TASK STATEMENT >> A complete answer retypes each of the records below precisely and includes none of the pictures.

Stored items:
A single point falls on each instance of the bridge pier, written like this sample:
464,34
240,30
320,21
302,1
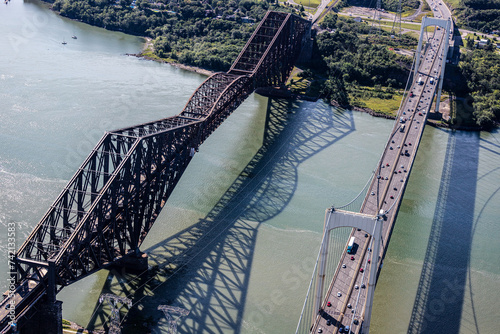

SOLUTION >>
A single point falls on each instance of the bridge pier, written like this sample:
464,34
240,30
320,21
302,1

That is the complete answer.